• **Text block**:
The States Parties have also adopted a model “declaration of completion”, which is important for two reasons:

First, the declaration of completion sees that a State Party declares that it has done exactly what the State Party has committed itself to doing, in accordance with Article 5, paragraph 1.

Ambiguous language and terminology, such as “mine-free” or “impact free” is absent from this declaration.

And second, the declaration of completion is realistic in seeing States Parties express that it is always possible, or indeed always likely, that previously unknown mines and / or mined areas may be discovered, once completion has been declared.

Furthermore, the declaration of completion indicates the practical steps that a State Party would take, in accordance with the Convention, should it, in fact, discover previously unknown mines or mined areas.

This part of the declaration of completion reads as follows:

In the event that previously unknown mined areas are discovered after the date of completion, the State Party will:

(i) report such mined areas in accordance with its obligations under Article 7 and share such information through any other informal means such as the Intersessional Work Programme, including the Standing Committee meetings;

(ii) ensure the effective exclusion of civilians in accordance with Article 5; and

(iii) destroy or ensure the destruction of all anti-personnel mines in these mined areas as a matter of urgent priority, making its needs for assistance known to other States Parties, as appropriate.

• **Using the information**:
(A) From the passage on the declaration of completion, extract the text between "First, the declaration" and "from this declaration.", inclusive.
(B) Decide whether each statement agrees with the passage on the declaration of completion, answering yes or no and quoting the deciding words: (i) The declaration uses the term "mine-free" to describe completion. (ii) A State Party that discovers previously unknown mined areas after completion will report them under Article 7. (iii) Destroying anti-personnel mines in such newly discovered areas is to be treated as a matter of urgent priority.

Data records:
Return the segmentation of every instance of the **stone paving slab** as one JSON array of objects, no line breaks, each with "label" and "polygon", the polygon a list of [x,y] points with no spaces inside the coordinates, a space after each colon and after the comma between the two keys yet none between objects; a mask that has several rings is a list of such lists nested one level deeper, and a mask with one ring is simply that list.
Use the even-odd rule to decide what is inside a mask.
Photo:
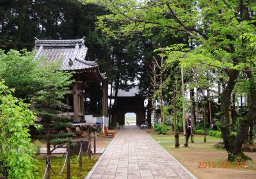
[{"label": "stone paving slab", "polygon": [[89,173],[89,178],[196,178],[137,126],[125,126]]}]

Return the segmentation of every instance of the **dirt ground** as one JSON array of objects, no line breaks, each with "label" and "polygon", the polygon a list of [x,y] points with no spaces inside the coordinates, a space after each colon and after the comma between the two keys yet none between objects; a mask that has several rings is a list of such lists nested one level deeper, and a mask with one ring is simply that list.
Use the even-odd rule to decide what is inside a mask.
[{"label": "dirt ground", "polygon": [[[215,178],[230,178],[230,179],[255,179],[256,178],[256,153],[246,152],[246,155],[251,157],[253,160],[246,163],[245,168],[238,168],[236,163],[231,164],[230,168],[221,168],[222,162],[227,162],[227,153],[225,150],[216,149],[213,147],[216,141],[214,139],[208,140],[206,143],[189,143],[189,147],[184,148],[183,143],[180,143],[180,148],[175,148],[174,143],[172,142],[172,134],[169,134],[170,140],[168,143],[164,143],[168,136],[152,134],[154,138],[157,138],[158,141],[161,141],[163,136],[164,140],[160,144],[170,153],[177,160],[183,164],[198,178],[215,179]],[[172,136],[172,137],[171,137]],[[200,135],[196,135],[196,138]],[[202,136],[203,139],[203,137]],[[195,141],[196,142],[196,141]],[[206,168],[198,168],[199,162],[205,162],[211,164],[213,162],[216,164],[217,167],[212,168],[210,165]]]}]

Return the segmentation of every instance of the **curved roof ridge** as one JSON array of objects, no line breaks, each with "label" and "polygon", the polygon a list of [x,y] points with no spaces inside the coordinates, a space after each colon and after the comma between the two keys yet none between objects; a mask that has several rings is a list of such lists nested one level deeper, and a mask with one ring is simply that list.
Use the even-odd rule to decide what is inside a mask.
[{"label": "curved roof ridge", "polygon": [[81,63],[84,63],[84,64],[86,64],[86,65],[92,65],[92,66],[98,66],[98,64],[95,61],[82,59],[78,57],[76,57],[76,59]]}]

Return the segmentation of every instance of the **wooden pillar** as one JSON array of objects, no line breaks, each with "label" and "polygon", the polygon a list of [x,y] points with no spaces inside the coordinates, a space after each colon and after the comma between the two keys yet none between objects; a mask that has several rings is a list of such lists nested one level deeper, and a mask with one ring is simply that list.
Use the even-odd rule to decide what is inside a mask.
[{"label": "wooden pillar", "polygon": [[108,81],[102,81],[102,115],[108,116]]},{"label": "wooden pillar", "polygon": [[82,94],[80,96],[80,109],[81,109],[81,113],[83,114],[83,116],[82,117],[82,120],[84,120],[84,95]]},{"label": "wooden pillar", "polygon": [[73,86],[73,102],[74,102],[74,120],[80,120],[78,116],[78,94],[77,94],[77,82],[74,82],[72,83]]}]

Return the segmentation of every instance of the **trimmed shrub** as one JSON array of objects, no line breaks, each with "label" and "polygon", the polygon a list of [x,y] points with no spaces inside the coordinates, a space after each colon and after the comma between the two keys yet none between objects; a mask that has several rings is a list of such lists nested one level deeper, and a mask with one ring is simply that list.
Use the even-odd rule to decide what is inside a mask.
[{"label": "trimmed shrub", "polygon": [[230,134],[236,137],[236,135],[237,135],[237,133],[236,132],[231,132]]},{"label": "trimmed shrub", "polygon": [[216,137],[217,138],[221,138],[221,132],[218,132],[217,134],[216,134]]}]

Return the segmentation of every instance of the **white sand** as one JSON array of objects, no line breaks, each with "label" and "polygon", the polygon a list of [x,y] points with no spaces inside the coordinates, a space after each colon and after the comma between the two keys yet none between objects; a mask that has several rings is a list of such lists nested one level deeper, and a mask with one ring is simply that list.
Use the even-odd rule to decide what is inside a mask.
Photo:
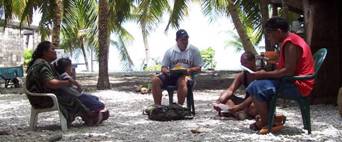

• **Exercise results**:
(A)
First, the declaration of completion sees that a State Party declares that it has done exactly what the State Party has committed itself to doing, in accordance with Article 5, paragraph 1.

Ambiguous language and terminology, such as “mine-free” or “impact free” is absent from this declaration.

(B)
(i) No: "Ambiguous language and terminology, such as “mine-free” or “impact free” is absent from this declaration."
(ii) Yes: "report such mined areas in accordance with its obligations under Article 7"
(iii) Yes: "destroy or ensure the destruction of all anti-personnel mines in these mined areas as a matter of urgent priority"